### TASK INSTRUCTIONS:
Output only the span of lines that begins at the line containing "Expected: a point placed on each instance of the red" and ends at the last line of the data, both included, exactly as they appear.

### DATA FOR PROCESSING:
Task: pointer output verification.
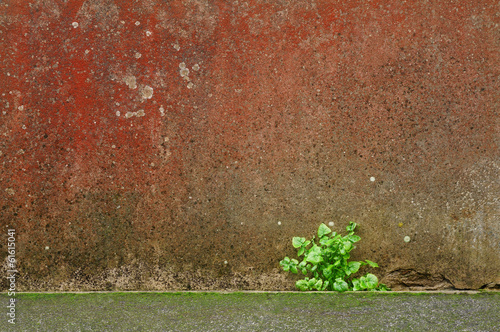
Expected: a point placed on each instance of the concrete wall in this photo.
(158, 144)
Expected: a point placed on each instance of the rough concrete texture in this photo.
(157, 144)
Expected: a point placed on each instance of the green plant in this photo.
(328, 262)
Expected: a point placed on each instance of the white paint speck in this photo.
(147, 92)
(131, 81)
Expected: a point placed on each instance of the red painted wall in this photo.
(181, 144)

### RESPONSE:
Expected: a point placed on each instance of the red painted wall in this photo.
(181, 144)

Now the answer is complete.